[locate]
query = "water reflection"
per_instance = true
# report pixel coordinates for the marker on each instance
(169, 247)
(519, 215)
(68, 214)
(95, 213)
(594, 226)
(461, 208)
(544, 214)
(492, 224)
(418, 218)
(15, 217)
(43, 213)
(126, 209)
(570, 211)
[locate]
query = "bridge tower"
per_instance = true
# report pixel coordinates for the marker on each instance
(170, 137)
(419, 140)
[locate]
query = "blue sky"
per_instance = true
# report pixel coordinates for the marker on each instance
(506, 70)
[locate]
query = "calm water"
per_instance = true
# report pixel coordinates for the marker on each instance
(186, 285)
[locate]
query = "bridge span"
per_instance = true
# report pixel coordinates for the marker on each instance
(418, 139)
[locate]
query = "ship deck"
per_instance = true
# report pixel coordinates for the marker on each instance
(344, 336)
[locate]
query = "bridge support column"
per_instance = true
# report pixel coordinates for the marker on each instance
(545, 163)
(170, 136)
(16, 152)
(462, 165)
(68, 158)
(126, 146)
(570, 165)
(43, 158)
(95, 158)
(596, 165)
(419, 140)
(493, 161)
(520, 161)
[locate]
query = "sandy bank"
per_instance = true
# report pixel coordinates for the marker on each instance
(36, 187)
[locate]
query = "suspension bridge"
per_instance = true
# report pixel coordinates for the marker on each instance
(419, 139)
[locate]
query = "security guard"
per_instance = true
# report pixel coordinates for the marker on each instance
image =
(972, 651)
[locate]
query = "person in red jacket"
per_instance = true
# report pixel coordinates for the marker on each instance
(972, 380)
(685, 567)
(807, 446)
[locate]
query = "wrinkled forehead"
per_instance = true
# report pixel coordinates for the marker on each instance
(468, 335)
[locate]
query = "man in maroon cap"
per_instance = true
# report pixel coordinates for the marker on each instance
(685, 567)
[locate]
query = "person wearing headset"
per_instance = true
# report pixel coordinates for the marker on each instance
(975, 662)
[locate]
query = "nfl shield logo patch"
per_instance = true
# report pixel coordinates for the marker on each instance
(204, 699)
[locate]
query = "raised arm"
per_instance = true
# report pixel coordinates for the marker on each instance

Aim of the task
Output the data above exactly, please, line for line.

Solution for this problem
[locate]
query = "water reflection"
per_instance = true
# report pixel coordinates for the marker on each instance
(169, 247)
(519, 215)
(68, 214)
(95, 213)
(594, 226)
(461, 208)
(544, 214)
(492, 224)
(418, 218)
(15, 217)
(43, 213)
(126, 209)
(570, 211)
[locate]
query = "bridge tower"
per_instance = true
# report pixel coordinates for the marker on each instance
(170, 137)
(419, 140)
[locate]
query = "blue sky"
per_instance = true
# report pixel coordinates for the marker on each instance
(506, 70)
[locate]
query = "calm water"
per_instance = true
# report pixel coordinates for the marker on each instance
(186, 285)
[locate]
query = "bridge span"
per_instance = true
# report pixel coordinates for the marker on each instance
(418, 139)
[locate]
query = "ship deck"
per_instance = true
# report pixel coordinates for the marker on each instance
(344, 336)
[locate]
query = "bridge support column"
per_instance = true
# report pixel coordinates for the marker on each instance
(545, 163)
(170, 136)
(16, 152)
(462, 165)
(68, 158)
(126, 146)
(570, 165)
(43, 158)
(95, 158)
(596, 165)
(419, 140)
(493, 161)
(520, 161)
[locate]
query = "sandy bank"
per_instance = true
# report pixel coordinates for the marker on each instance
(36, 187)
[locate]
query = "suspension bridge"
per_instance = true
# report pixel coordinates for the marker on each instance
(419, 139)
[locate]
query = "security guard"
per_instance = true
# report pixel coordinates for the marker on each instance
image =
(972, 651)
[locate]
query = "person in red jacket"
per_instance = true
# report pixel coordinates for the marker on each instance
(972, 380)
(685, 567)
(807, 446)
[locate]
query = "wrinkled forehead"
per_instance = true
# report pixel coordinates for the marker on each instance
(468, 335)
[locate]
query = "man in maroon cap"
per_instance = true
# report pixel coordinates for the marker on each instance
(685, 567)
[locate]
query = "person wearing headset"
per_instance = true
# report pixel coordinates for the marker on each instance
(975, 662)
[locate]
query = "nfl shield logo patch"
per_instance = true
# report pixel coordinates for the marker on each instance
(204, 699)
[locate]
query = "raised arm"
per_instance = true
# report pixel coordinates for the marker on each instance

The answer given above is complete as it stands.